AUSZUG:
==*==
Entscheidungsstichwort (Thema)
Ungültigerklärung von Eigentümerbeschlüssen. Richterablehnung
Verfahrensgang
AG München (Aktenzeichen UR II 628/95) |
LG München I (Aktenzeichen 13 AR 19568/95) |
Tenor
I. Die sofortige Beschwerde der Antragstellerin gegen den Beschluß des Landgerichts München I vom 30. Oktober 1995 wird zurückgewiesen.
II. Die Antragstellerin hat die Gerichtskosten des Beschwerdeverfahrens zu tragen. Außergerichtliche Kosten sind nicht zu erstatten.
III. Der Geschäftswert für das Beschwerdeverfahren wird auf 15 000 DM festgesetzt.
Gründe
I.
Die Beteiligten sind die Wohnungseigentümer einer Wohnanlage.
In der Gemeinschaftsordnung wurde der Antragsgegner zu 1 als erster Verwalter bis 31.12.1990 bestellt. Für den 16.1.1995 berief er eine Eigentümerversammlung ein. In dieser bestellten ihn die Wohnungseigentümer durch Beschluß zum Verwalter. Die Antragstellerin focht den Beschluß mit der Begründung an, der Antragsgegner zu 1 sei nicht befugt gewesen, die Eigentümerversammlung einzuberufen.
Der Antragsgegner zu 1 beabsichtigte, zum 30.6.1995 eine weitere Eigentümerversammlung einzuberufen. Er rief deshalb, nachdem zu diesem Zeitpunkt über den Anfechtungsantrag der Antragstellerin noch nicht entschieden war, bei dem zuständigen Richter am Amtsgericht an und fragte, ob seine Bestellung zum Verwalter durch Beschluß vom 16.1.1995 noch gültig sei. Der Richter erklärte ihm daraufhin, daß nach § 23 Abs. 4 Satz 1 WEG ein Beschluß nur ungültig sei, wenn er gemäß § 43 Abs. 1 Nr. 4 WEG für ungültig erklärt worden sei. Mit Beschluß vom 17.8.1995 wies das Amtsgericht den Anfechtungsantrag zurück.
==*==
AUFGEFÜHRTE ZEILEN:
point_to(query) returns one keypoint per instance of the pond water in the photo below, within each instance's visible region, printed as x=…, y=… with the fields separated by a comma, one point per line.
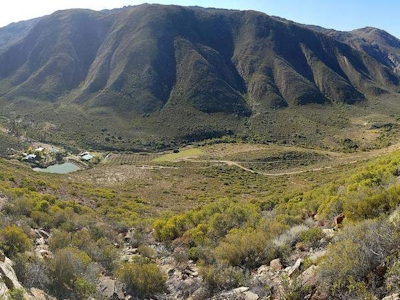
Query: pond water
x=59, y=169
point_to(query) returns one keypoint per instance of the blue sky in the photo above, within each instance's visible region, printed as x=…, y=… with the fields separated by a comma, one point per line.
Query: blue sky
x=336, y=14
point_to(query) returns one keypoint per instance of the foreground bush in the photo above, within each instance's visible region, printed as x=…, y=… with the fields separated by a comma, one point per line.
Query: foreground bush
x=14, y=240
x=142, y=279
x=72, y=275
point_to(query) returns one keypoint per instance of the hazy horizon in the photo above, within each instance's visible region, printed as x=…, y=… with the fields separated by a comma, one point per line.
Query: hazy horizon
x=339, y=15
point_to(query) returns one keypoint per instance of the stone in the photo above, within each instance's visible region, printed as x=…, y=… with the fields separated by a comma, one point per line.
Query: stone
x=107, y=287
x=241, y=289
x=201, y=293
x=295, y=269
x=329, y=232
x=316, y=255
x=263, y=270
x=250, y=296
x=38, y=294
x=309, y=276
x=395, y=296
x=276, y=264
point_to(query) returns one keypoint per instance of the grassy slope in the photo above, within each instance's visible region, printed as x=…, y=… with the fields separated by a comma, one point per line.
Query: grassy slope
x=192, y=82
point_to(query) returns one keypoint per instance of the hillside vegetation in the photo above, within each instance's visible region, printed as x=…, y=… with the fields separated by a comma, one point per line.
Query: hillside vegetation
x=228, y=221
x=153, y=76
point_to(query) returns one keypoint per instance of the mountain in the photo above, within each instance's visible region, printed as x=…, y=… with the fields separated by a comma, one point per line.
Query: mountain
x=153, y=74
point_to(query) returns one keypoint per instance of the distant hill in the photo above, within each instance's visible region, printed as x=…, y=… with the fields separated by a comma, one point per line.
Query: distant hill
x=153, y=75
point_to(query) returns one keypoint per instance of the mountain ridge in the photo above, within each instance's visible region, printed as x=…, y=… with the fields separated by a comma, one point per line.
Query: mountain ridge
x=151, y=64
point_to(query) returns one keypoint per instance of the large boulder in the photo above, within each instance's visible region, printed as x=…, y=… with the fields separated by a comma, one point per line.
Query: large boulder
x=276, y=264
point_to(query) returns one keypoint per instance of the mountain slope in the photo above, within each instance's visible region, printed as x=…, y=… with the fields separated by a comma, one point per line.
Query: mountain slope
x=169, y=72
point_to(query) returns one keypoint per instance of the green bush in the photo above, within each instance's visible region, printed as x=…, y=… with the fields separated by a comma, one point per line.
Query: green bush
x=142, y=279
x=247, y=249
x=311, y=237
x=72, y=274
x=220, y=277
x=14, y=240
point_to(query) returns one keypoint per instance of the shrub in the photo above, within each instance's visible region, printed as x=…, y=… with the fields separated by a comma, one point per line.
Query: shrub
x=141, y=279
x=247, y=249
x=71, y=274
x=220, y=277
x=14, y=240
x=311, y=237
x=351, y=265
==*==
ARBEITSAUFTRÄGE:
1 > Zitieren Sie aus dem Auszug über die Eigentümerbeschlüsse wortgetreu die Stelle von „Der Antragsgegner zu 1 beabsichtigte, zum“ bis „den Anfechtungsantrag zurück.“.
2 > Auf welchen Betrag wird der Geschäftswert für das Beschwerdeverfahren im Auszug über die Eigentümerbeschlüsse festgesetzt?
3 > Setzen Sie den Auszug über die Eigentümerbeschlüsse nach seinem letzten Satz fort.

LÖSUNGEN NACH AUFGABEN:
1 >
Der Antragsgegner zu 1 beabsichtigte, zum 30.6.1995 eine weitere Eigentümerversammlung einzuberufen. Er rief deshalb, nachdem zu diesem Zeitpunkt über den Anfechtungsantrag der Antragstellerin noch nicht entschieden war, bei dem zuständigen Richter am Amtsgericht an und fragte, ob seine Bestellung zum Verwalter durch Beschluß vom 16.1.1995 noch gültig sei. Der Richter erklärte ihm daraufhin, daß nach § 23 Abs. 4 Satz 1 WEG ein Beschluß nur ungültig sei, wenn er gemäß § 43 Abs. 1 Nr. 4 WEG für ungültig erklärt worden sei. Mit Beschluß vom 17.8.1995 wies das Amtsgericht den Anfechtungsantrag zurück.

2 > Auf 15 000 DM.

3 >
Die Wohnungseigentümer faßten am 30.6.1995 mehrere Beschlüsse. Die Antragstellerin beantragt, diese Beschlüsse für ungültig zu erklären. Zur Begründung führte sie insbesondere aus, daß der Antragsgegner zu 1 nicht berechtigt gewesen sei, die Eigentümerversammlung einzuberufen.
Am 10.10.1995 hat die Antragstellerin den Richter am Amtsgericht wegen Besorgnis der Befangenheit mit der Begründung abgelehnt, daß der Richter „offensichtlich außerhalb von Verhandlungen Auskünfte” an den Antragsgegner zu 1 erteilt habe. Das Landgericht hat durch Beschluß vom 30.10.1995 das Ablehnungsgesuch zurückgewiesen. Dagegen richtet sich die sofortige Beschwerde der Antragstellerin.
II.
Die sofortige Beschwerde ist in entsprechender Anwendung der §§ 42, 46 Abs. 2, § 567 Abs. 3 ZPO zulässig; sie ist aber nicht begründet.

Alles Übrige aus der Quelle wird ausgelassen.